* [Consigne]
Présentez toutes les données ci-dessous sous forme de CSV à deux colonnes, « texte » et « réponse », avec une ligne par texte suivi de sa réponse. Mettez chaque champ entre guillemets et remplacez les sauts de ligne par des espaces.

* [Données]

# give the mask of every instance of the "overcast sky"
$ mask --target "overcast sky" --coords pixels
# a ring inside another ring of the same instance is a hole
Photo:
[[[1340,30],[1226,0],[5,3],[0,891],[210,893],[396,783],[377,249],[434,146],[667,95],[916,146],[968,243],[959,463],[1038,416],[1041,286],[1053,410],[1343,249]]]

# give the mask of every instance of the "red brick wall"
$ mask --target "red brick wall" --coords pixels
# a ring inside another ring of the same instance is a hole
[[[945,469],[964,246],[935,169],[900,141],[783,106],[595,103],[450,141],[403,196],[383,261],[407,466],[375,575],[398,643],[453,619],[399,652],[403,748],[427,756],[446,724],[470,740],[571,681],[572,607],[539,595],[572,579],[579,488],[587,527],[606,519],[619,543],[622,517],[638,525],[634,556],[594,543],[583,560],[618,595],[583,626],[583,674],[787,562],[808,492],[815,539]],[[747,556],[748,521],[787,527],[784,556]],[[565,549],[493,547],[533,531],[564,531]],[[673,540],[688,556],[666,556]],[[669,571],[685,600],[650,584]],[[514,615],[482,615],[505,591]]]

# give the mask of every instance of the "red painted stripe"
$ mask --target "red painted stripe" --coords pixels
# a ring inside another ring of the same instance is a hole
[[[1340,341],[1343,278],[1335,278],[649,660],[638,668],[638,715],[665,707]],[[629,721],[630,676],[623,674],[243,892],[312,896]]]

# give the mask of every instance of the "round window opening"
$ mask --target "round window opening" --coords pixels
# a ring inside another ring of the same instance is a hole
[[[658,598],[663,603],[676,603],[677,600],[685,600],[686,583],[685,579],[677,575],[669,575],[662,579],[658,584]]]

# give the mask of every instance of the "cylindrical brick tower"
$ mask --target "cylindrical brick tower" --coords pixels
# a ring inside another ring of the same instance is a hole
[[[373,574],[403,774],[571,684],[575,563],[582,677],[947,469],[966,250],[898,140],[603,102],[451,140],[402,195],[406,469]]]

* [Résultat]
texte,réponse
"# give the mask of every instance of the ""overcast sky"" $ mask --target ""overcast sky"" --coords pixels # a ring inside another ring of the same instance is a hole Photo:","[[[1340,30],[1226,0],[5,3],[0,891],[210,893],[396,783],[377,249],[434,146],[667,95],[916,146],[968,243],[959,463],[1038,416],[1041,286],[1053,410],[1343,249]]]"
"# give the mask of every instance of the ""red brick wall"" $ mask --target ""red brick wall"" --coords pixels # a ring inside another ring of the same instance is a hole","[[[945,469],[964,246],[935,169],[900,141],[783,106],[595,103],[450,141],[403,196],[383,261],[407,466],[375,575],[398,643],[453,619],[399,652],[403,748],[427,756],[446,724],[470,740],[571,681],[572,607],[539,595],[572,579],[579,488],[587,527],[606,519],[619,543],[622,517],[638,525],[634,556],[594,543],[583,560],[618,595],[583,626],[583,674],[787,562],[808,492],[815,539]],[[747,556],[748,521],[787,527],[784,556]],[[565,549],[493,547],[533,531],[564,531]],[[673,540],[688,556],[666,556]],[[669,571],[685,600],[650,584]],[[514,615],[482,615],[505,591]]]"
"# give the mask of every instance of the ""red painted stripe"" $ mask --target ""red painted stripe"" --coords pixels # a ring inside another ring of the same instance is a hole","[[[1340,341],[1343,278],[1335,278],[649,660],[638,668],[638,715],[665,707]],[[629,721],[630,676],[623,674],[243,892],[312,896]]]"
"# give the mask of every instance of the ""round window opening"" $ mask --target ""round window opening"" --coords pixels # a ring inside another ring of the same instance is a hole","[[[658,598],[663,603],[676,603],[677,600],[685,600],[686,583],[685,579],[677,575],[669,575],[662,579],[658,584]]]"
"# give the mask of every instance of the ""cylindrical brick tower"" $ mask --target ""cylindrical brick tower"" --coords pixels # a ring inside another ring of the same instance is a hole","[[[373,574],[403,774],[571,684],[575,563],[582,677],[947,469],[966,250],[898,140],[603,102],[451,140],[402,195],[406,469]]]"